▶ [Brief]: Can you repeat, word for word, the passage of the covariance excerpt starting with "The assumption of" and going on through "the model significantly."?

+++ Excerpt +++

If you prefer a visualization, we can take a look at the covariance matrix, which goes from a full covariance matrix to a diagonal matrix and then to an identity matrix:

$$\begin{aligned} \scriptsize{ \begin{bmatrix} \Var[X_1] & \Cov(X_1,X_2) & \cdots & \Cov(X_1,X_N) \\ \Cov[X_2,X_1] & \Var[X_2] & \cdots & \Cov(X_2,X_N) \\ \vdots & \vdots & \ddots & \vdots \\ \Cov(X_N,X_1) & \Cov(X_N,X_2) & \cdots & \Var[X_N] \end{bmatrix}} & \scriptsize{\underset{\textcolor{blue}{\text{independent}}}{ \;\; \Longrightarrow \;\; } \begin{bmatrix} \Var[X_1] & 0 & \cdots & 0 \\ 0 & \Var[X_2] & \cdots & 0 \\ \vdots & \vdots & \ddots & \vdots \\ 0 & 0 & \cdots & \Var[X_N] \end{bmatrix}}\\ & \scriptsize{\underset{\textcolor{blue}{\text{identical}}}{ \;\; \Longrightarrow \;\; } \begin{bmatrix} \sigma^2 & 0 & \cdots & 0 \\ 0 & \sigma^2 & \cdots & 0 \\ \vdots & \vdots & \ddots & \vdots \\ 0 & 0 & \cdots & \sigma^2 \end{bmatrix}}. \end{aligned}$$

The assumption of i.i.d. is strong. Not all data can be modeled as i.i.d. (For example, photons passing through a scattering medium have correlated statistics.) However, if the i.i.d. assumption is valid, we can simplify the model significantly.

+++ Given entries +++

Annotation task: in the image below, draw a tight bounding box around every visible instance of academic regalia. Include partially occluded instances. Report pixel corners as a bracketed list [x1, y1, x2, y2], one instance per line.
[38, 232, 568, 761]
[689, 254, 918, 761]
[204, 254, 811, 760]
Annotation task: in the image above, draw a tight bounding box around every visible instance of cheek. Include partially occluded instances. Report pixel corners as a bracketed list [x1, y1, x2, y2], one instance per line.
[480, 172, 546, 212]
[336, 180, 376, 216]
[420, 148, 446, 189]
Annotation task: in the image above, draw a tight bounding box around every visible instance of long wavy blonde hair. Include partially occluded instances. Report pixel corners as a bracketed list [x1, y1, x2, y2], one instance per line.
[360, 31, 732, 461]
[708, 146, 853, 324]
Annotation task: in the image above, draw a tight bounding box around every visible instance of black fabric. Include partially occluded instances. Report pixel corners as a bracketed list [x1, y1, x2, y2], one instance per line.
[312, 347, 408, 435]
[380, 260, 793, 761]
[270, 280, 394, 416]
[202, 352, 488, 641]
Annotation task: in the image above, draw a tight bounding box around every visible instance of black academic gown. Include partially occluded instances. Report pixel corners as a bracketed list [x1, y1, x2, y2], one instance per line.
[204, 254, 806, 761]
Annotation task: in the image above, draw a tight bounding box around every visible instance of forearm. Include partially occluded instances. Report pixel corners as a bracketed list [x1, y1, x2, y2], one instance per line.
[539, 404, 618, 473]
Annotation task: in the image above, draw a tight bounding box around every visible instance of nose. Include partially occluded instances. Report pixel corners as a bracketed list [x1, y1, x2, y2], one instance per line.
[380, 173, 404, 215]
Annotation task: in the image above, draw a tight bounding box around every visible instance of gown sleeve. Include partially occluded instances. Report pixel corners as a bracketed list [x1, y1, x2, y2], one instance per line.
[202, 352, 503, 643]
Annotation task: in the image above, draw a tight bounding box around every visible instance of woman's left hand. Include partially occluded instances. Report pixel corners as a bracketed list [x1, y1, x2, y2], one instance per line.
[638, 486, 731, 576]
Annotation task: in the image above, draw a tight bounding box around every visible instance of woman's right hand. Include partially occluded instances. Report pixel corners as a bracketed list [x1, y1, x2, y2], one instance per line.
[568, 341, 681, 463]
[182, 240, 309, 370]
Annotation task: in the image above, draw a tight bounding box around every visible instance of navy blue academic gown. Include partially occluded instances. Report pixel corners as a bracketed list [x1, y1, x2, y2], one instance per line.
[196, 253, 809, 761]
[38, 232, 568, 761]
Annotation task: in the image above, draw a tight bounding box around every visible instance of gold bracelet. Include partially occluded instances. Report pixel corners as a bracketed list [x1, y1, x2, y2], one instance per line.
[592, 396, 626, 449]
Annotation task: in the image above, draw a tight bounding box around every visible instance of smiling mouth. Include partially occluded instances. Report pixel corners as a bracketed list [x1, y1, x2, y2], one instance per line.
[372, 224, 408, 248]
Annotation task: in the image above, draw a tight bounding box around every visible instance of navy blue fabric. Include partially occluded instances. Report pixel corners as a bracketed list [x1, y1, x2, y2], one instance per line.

+++

▶ [Correct answer]:
The assumption of i.i.d. is strong. Not all data can be modeled as i.i.d. (For example, photons passing through a scattering medium have correlated statistics.) However, if the i.i.d. assumption is valid, we can simplify the model significantly.